Rewrite the lines from the start of the entries through the line containing "column 738, row 689" as a numbered list, leaving out any blank lines.

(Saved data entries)

════════

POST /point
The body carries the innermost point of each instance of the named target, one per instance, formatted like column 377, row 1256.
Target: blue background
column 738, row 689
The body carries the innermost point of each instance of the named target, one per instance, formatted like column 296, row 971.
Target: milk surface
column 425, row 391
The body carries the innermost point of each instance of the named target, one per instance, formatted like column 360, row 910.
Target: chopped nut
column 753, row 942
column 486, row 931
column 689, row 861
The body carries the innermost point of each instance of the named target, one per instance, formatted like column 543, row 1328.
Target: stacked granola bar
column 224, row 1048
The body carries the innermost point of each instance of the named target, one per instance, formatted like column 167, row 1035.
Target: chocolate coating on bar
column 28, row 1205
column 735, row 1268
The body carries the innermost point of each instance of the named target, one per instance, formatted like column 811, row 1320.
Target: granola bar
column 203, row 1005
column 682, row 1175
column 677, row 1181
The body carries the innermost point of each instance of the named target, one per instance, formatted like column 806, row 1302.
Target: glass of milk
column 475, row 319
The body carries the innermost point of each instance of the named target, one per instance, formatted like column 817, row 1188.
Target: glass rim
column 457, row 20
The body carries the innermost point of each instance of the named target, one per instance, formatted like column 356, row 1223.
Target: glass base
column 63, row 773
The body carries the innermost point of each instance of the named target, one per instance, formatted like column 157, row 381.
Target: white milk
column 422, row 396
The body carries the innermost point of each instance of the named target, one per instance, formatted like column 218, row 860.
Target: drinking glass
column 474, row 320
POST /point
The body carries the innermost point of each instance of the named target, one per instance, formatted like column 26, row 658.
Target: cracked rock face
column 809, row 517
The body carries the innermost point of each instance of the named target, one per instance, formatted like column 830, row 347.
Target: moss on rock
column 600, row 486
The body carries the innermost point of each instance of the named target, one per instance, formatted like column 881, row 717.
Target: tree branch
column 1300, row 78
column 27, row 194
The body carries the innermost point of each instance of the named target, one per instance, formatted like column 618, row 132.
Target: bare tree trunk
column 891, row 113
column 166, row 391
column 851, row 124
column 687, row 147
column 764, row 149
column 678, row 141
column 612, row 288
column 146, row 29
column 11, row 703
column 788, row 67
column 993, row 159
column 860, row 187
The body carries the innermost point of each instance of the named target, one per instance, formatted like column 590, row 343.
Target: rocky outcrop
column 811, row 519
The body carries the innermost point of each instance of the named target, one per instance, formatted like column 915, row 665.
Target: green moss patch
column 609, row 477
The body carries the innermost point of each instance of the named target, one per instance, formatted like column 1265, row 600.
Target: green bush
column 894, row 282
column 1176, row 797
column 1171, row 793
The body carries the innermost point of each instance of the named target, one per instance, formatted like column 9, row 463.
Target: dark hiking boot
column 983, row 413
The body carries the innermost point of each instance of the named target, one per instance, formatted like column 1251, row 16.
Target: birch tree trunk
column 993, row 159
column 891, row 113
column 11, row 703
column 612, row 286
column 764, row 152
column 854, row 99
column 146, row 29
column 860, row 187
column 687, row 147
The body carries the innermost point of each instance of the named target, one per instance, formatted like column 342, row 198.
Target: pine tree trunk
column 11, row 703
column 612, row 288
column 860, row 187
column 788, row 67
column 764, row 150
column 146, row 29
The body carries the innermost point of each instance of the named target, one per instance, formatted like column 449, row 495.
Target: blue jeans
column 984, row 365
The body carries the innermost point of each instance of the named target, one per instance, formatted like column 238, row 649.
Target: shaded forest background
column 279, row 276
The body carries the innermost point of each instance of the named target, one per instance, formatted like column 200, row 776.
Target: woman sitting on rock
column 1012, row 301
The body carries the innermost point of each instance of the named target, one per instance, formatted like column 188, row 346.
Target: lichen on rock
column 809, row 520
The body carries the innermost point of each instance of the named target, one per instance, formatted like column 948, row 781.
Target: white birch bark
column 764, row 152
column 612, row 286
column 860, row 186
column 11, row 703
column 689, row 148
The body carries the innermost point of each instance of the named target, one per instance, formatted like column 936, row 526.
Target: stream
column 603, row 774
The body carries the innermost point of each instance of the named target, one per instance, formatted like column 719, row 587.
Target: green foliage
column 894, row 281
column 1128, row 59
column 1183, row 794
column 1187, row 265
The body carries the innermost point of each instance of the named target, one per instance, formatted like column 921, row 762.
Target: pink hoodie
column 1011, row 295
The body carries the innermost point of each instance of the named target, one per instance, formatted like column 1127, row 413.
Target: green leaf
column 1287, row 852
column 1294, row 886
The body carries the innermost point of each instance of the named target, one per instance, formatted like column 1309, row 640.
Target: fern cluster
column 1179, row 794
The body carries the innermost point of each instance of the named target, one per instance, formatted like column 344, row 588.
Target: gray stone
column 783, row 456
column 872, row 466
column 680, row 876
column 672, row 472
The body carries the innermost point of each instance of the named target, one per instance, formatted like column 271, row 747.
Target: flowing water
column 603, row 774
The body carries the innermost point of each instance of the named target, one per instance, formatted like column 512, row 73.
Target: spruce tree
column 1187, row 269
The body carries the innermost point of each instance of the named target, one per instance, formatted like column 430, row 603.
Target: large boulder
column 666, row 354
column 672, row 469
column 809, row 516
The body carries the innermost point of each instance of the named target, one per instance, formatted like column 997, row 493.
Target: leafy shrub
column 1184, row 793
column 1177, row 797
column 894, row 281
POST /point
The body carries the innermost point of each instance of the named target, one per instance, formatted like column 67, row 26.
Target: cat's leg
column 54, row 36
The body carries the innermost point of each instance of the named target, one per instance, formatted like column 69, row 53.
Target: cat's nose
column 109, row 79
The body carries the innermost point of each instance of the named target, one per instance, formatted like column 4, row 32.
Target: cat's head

════════

• _SOLVED EXERCISE_
1. POST /point
2. The body carries the innermost point of each instance of the named target, one per instance, formatted like column 377, row 1256.
3. Target: blue background
4. column 738, row 689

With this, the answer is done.